The conventional wisdom is that it is next to impossible to raise taxes in the current economic and political environment. But while there is broad anti-tax sentiment in the country, it's thin and fragile. And I see evidence that when citizens have adult-to-adult dialogue with each other and with public officials about the cost of government, a level of understanding and trust develops that allows, on a case-by-case basis, tax increases to maintain or improve services that citizens value.
It is true that ordinary citizens have little idea how much government costs. I remember a conversation I had years ago with a woman in Kansas City, a neighbor who ran a day-care business out of her home across the street from a little pocket park, where she took the kids to play when the weather was good. We were chatting while watching our children play, and she asked what I did for a living. When I told her I worked for the city government, she launched into a tirade, telling me that she was getting nothing for the taxes she was paying. She was ranting on about all this while sitting in a public park, surrounded by streets that cost tens of thousands of dollars to maintain and with sewer and water lines running under it. A police car went by — price tag: $20,000 — with two police officers in it — $50,000 a year each. A pumper fire truck passed by — $500,000 — with four firefighters in it — $50,000 each.
Despite that encounter, I cringe when I hear public officials talk about the need to "educate" the public on such issues as taxes and the cost of services. That implies a one-way conversation from teacher to student. It is true that facts need to be presented, but listening is critical. As Barbara Cohn Berman of the Fund for the City of New York documents in her book "Listening to the Public: Adding the Voice of the People to Government," citizens look at conditions in their community very differently from the way government officials do.

Jobs:
1/ In the essay on taxes, what kind of business did the Kansas City neighbor run from her home?
2/ From the essay on taxes, list each price the writer assigns to a passing vehicle or to the people riding in it, naming what each price belongs to.
3/ Extract from the essay on taxes the passage that opens with the words containing "The conventional wisdom" and closes with "that citizens value.", reproducing it word for word.
The records that follow have no connection to the essay on taxes.

Data extract:
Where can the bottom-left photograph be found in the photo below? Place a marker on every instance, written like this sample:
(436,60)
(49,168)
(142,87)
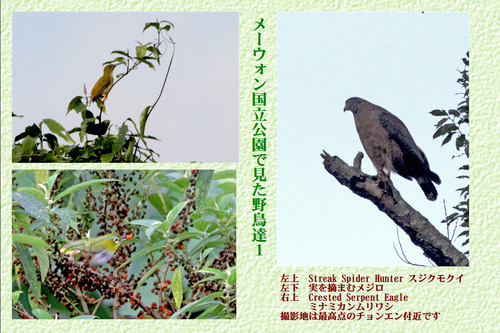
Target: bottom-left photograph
(124,244)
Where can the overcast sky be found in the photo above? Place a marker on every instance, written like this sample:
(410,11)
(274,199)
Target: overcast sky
(55,54)
(404,62)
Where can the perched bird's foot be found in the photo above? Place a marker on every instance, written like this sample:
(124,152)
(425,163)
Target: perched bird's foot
(383,176)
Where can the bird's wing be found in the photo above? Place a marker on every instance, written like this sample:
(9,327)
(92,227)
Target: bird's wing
(413,161)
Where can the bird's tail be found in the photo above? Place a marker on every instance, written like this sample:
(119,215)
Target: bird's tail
(428,187)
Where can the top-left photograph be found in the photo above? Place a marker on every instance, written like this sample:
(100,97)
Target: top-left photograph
(140,87)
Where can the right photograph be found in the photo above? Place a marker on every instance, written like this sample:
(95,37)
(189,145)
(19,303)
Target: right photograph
(373,139)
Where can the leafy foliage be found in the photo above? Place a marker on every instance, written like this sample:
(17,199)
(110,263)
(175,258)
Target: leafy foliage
(454,123)
(37,144)
(178,261)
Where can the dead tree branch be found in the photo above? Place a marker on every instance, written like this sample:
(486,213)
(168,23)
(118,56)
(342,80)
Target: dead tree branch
(387,198)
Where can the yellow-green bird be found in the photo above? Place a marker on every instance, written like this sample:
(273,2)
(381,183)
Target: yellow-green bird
(101,248)
(103,85)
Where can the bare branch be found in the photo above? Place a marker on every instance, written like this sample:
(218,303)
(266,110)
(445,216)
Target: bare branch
(388,200)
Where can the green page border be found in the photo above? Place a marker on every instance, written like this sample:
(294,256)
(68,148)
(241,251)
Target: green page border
(472,305)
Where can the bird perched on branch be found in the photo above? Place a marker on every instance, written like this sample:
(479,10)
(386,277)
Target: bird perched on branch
(103,85)
(390,146)
(100,249)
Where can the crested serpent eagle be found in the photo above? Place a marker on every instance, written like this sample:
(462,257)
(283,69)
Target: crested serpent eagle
(390,146)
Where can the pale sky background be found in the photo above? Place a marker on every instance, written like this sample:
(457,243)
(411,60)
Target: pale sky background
(404,62)
(196,119)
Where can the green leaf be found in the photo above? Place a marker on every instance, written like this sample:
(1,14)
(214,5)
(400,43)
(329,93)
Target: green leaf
(447,139)
(151,24)
(177,288)
(75,104)
(58,129)
(140,51)
(122,53)
(36,191)
(43,261)
(41,314)
(161,202)
(32,205)
(143,120)
(29,268)
(83,185)
(232,277)
(120,141)
(186,234)
(107,158)
(198,304)
(69,216)
(203,181)
(15,296)
(149,272)
(142,252)
(174,212)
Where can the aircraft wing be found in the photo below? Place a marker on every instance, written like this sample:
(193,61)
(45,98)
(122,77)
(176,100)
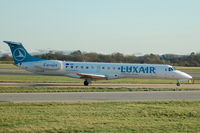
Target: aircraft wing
(91,76)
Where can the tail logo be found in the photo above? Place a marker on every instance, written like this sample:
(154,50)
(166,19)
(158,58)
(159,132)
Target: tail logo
(19,54)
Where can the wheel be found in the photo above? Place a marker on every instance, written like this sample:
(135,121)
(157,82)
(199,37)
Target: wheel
(178,84)
(86,83)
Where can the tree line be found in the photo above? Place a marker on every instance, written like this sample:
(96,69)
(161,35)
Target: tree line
(176,60)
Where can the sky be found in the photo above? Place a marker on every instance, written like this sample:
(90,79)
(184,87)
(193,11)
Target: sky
(103,26)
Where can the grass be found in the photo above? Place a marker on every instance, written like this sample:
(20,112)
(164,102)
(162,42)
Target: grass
(168,116)
(62,79)
(8,66)
(84,89)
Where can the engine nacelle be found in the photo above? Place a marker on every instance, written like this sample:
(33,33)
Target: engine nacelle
(49,64)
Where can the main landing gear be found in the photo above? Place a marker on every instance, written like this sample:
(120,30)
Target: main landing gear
(87,82)
(178,83)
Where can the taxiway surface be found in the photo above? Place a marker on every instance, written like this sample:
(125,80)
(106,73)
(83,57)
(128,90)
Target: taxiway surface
(100,96)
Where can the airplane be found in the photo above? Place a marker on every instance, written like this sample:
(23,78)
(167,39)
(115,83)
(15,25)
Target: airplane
(91,71)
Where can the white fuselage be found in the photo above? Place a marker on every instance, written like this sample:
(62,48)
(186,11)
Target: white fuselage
(109,70)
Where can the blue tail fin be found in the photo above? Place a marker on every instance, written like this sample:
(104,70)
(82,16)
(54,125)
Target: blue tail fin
(19,53)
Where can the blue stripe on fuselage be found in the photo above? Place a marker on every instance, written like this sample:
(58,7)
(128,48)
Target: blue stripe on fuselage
(138,69)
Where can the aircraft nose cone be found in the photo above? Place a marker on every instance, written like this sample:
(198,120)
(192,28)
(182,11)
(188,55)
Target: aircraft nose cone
(185,76)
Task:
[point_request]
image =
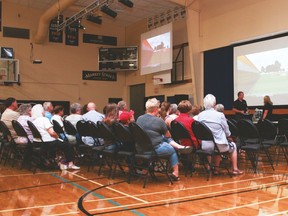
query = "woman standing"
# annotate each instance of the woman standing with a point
(268, 108)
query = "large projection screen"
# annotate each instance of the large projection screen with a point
(156, 50)
(261, 69)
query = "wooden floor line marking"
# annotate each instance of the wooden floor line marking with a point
(117, 191)
(182, 189)
(242, 206)
(189, 197)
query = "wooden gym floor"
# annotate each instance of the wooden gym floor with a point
(57, 193)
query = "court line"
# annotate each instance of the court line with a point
(185, 189)
(193, 197)
(111, 201)
(112, 189)
(70, 203)
(242, 206)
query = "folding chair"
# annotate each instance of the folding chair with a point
(252, 143)
(202, 132)
(178, 132)
(146, 154)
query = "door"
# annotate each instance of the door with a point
(137, 95)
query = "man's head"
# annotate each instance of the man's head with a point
(48, 106)
(91, 106)
(240, 95)
(209, 101)
(11, 103)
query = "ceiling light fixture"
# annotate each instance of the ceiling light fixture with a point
(127, 3)
(94, 19)
(105, 9)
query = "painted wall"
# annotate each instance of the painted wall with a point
(59, 77)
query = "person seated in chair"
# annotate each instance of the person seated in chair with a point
(25, 115)
(185, 108)
(156, 128)
(217, 123)
(51, 139)
(10, 114)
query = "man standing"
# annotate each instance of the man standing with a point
(48, 108)
(10, 114)
(240, 107)
(94, 116)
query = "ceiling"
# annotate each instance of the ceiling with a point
(142, 9)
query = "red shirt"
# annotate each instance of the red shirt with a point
(187, 121)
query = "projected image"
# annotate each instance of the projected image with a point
(156, 51)
(260, 73)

Solved tasks:
1/ She ran a day-care business.

2/
- Police car: $20,000
- Each of the two police officers: $50,000 a year
- Pumper fire truck: $500,000
- Each of the four firefighters: $50,000

3/
The conventional wisdom is that it is next to impossible to raise taxes in the current economic and political environment. But while there is broad anti-tax sentiment in the country, it's thin and fragile. And I see evidence that when citizens have adult-to-adult dialogue with each other and with public officials about the cost of government, a level of understanding and trust develops that allows, on a case-by-case basis, tax increases to maintain or improve services that citizens value.